[begin READING PASSAGE]
Caldillo, is a favorite Mexican steak soup. Full of strips of steak, green chiles, chunks of potatoes in a soul-warming broth. This steak soup is a perfect main dish to keep winter’s chill at bay.
Caldillo is a spicy, hearty green chile steak Mexican steak soup perfect for the cold weather.
Earthy spices, filling ingredients and easy preparation make it a satisfying family favorite recipe!
Make it on the stovetop or in the Instant Pot.
Any way you make it will develop rich deep soul-warming flavor.
What is Cadillo?
Caldillo, or Mexican Green Chile Steak Soup is a hearty soup recipe.
It’s really more of a stew with hearty strips of London Broil, potatoes, and rich smoldering spices of cumin, chili powder and garlic.
Mexican Steak Soup Ingredients
- London Broil steak or Sirloin steak
- Olive Oil
- White Distilled Vinegar
- All-Purpose Flour (regular or gluten-free)
- Garlic Powder
- ground Cumin
- ground Black Pepper
- ground Chipotle Chile Powder (regular chili powder may be substituted)
- Beef Stock
- Yellow Onion
- canned Diced Tomatoes
- canned Mild Green Chilies
- Potatoes
Ingredient Notes
London Broil steak
London Broil is used in this steak soup.
[end READING PASSAGE]
> [CHALLENGES]
**a.** Do these statements agree with the caldillo recipe? Answer yes or no for each, quoting the words of the recipe that decide it. (i) The soup can be cooked in an Instant Pot. (ii) The flour has to be gluten-free. (iii) Regular chili powder can replace the chipotle chile powder.
**b.** In the caldillo recipe, which spices are described as "rich smoldering spices"?
**c.** Print the part of the caldillo recipe starting at "Caldillo, is a" and ending at "chill at bay.".
[begin LISTED RECORDS]
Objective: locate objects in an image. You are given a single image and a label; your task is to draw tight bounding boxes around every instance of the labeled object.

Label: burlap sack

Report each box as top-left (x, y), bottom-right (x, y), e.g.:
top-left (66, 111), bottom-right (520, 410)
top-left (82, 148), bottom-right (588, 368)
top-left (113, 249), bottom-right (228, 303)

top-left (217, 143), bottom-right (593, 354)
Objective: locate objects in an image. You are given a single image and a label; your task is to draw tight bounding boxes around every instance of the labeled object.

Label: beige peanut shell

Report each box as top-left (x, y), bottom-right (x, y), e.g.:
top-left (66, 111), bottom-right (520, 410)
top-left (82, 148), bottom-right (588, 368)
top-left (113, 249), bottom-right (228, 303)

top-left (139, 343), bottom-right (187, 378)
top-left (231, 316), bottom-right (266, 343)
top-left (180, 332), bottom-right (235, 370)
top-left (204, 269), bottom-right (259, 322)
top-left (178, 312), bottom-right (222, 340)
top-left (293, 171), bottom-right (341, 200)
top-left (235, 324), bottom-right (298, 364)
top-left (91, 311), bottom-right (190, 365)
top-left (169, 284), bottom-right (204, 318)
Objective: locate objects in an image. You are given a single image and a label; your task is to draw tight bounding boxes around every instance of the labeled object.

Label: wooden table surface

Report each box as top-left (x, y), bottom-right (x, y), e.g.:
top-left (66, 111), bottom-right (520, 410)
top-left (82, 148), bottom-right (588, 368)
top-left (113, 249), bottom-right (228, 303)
[end LISTED RECORDS]
> [RESPONSES TO THE EXERCISE]
**a.**
(i) Yes: "Make it on the stovetop or in the Instant Pot."
(ii) No: "All-Purpose Flour (regular or gluten-free)"
(iii) Yes: "regular chili powder may be substituted"

**b.** Cumin, chili powder and garlic.

**c.**
Caldillo, is a favorite Mexican steak soup. Full of strips of steak, green chiles, chunks of potatoes in a soul-warming broth. This steak soup is a perfect main dish to keep winter’s chill at bay.